■ DOCUMENT EXTRACT:
National guard troops used armoured vehicles, rubber bullets and tear gas to disperse protesters blocking roads in the capital and other cities.
World protests
According to polling firm Datanalisis, more than 70 percent of Venezuelans oppose the idea of the new assembly — and 80 percent reject Maduro, whose term is meant to end in 2019.
“The people are not going to give up the streets until this awful government goes,” protester Carlos Zambrano, 54, told AFP in western Caracas.
Venezuelans also protested in Miami, Madrid and various Latin American cities.
The number of Venezuelans living abroad has soared as the once-booming oil producer has descended into a devastating economic crisis marked by shortages, runaway inflation, riots and looting.
'A sham'
The US envoy to the United Nations, Nikki Haley, condemned the vote as a “sham” — a word also used by Britain's junior foreign minister, Alan Duncan, and many experts.
“The vote means the end of any trace of democratic rule. Maduro's blatant power grab removes any ambiguity about whether Venezuela is a democracy,” said Michael Shifter, head of the Inter-American Dialogue research centre.
Latin America specialist Phil Gunson, senior analyst at Crisis Group, called the vote “the definitive break with what remains of representative democracy in Venezuela.”
“It will accelerate the longer-term trend towards economic, social and political collapse unless those in a position to change course do so, and begin to negotiate a restoration of democracy and economic viability,” he said.

■ SET PROBLEM A:
Do these statements agree with the news extract? Answer yes or no for each and quote the deciding words of the news extract.
(i) Datanalisis polling found that more than 70 percent of Venezuelans oppose the idea of the new assembly.
(ii) Nikki Haley is Britain's junior foreign minister.
(iii) Michael Shifter is a senior analyst at Crisis Group.

■ ENTRIES SHOWN:
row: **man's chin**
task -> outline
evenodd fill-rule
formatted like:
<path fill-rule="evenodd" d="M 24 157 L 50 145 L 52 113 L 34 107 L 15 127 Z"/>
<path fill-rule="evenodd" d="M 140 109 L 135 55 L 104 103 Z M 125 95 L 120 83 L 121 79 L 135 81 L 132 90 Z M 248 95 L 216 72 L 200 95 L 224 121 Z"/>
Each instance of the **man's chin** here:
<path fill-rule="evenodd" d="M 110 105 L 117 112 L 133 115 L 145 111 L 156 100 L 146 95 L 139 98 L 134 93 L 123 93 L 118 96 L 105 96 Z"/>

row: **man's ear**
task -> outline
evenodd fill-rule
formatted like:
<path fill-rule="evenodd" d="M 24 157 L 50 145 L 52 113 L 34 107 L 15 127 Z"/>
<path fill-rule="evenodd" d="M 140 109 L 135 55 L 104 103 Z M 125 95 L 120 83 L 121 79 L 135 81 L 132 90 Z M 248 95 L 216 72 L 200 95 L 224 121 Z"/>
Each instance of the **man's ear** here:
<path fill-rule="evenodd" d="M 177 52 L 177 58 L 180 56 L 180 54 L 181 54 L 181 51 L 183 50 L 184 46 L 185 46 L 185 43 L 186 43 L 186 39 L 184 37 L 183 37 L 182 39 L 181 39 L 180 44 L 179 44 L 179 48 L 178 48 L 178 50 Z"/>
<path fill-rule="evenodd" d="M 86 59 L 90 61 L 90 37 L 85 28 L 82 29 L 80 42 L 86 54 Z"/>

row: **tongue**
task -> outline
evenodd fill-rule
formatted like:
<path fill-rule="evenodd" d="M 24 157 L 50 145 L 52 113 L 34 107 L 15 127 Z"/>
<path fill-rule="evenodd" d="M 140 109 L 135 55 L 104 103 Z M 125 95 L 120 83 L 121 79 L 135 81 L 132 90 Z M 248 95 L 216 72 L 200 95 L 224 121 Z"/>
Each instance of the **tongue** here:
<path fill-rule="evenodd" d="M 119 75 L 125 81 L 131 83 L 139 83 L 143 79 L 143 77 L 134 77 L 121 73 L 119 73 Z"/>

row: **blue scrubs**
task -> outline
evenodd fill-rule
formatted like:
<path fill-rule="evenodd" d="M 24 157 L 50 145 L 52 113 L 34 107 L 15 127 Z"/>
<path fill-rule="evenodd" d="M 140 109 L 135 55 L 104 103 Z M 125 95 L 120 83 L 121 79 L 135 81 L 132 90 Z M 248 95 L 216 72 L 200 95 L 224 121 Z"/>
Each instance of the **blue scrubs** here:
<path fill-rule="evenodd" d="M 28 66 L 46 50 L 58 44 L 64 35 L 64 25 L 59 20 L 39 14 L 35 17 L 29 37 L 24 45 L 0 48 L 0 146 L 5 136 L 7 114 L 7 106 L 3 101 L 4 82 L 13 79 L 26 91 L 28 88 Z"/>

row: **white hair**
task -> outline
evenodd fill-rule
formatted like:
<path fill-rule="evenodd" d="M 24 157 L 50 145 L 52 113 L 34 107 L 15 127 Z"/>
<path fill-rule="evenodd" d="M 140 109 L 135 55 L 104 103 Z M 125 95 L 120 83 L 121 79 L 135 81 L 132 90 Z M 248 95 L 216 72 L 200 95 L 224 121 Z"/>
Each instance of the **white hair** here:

■ SET PROBLEM B:
Rewrite the entries from the line containing "row: **tongue**" down to the line containing "146 L 5 136", requests included. Increase every coordinate in the answer outlines by 17, and leave the format samples unchanged.

■ EXERCISE OUTPUT A:
(i) Yes: "According to polling firm Datanalisis, more than 70 percent of Venezuelans oppose the idea of the new assembly"
(ii) No: "The US envoy to the United Nations, Nikki Haley" and "Britain's junior foreign minister, Alan Duncan"
(iii) No: "Michael Shifter, head of the Inter-American Dialogue research centre"

■ EXERCISE OUTPUT B:
row: **tongue**
task -> outline
evenodd fill-rule
formatted like:
<path fill-rule="evenodd" d="M 24 157 L 50 145 L 52 113 L 34 107 L 15 127 Z"/>
<path fill-rule="evenodd" d="M 140 109 L 135 55 L 104 103 Z M 125 95 L 120 83 L 121 79 L 135 81 L 132 90 Z M 248 95 L 216 72 L 200 95 L 224 121 Z"/>
Each instance of the **tongue** here:
<path fill-rule="evenodd" d="M 136 92 L 142 98 L 148 100 L 156 100 L 160 96 L 160 94 L 151 94 L 138 90 L 136 90 Z"/>

row: **blue scrubs**
task -> outline
evenodd fill-rule
formatted like:
<path fill-rule="evenodd" d="M 24 157 L 50 145 L 52 113 L 34 107 L 15 127 Z"/>
<path fill-rule="evenodd" d="M 140 109 L 135 55 L 104 103 Z M 125 95 L 120 83 L 121 79 L 135 81 L 132 90 Z M 248 95 L 216 72 L 200 95 L 224 121 Z"/>
Each instance of the **blue scrubs** here:
<path fill-rule="evenodd" d="M 45 83 L 63 67 L 75 61 L 81 52 L 81 42 L 76 37 L 56 31 L 52 34 L 46 54 L 41 62 L 17 65 L 17 163 L 22 153 L 24 131 L 24 123 L 20 118 L 21 99 L 30 96 L 43 108 L 45 105 Z"/>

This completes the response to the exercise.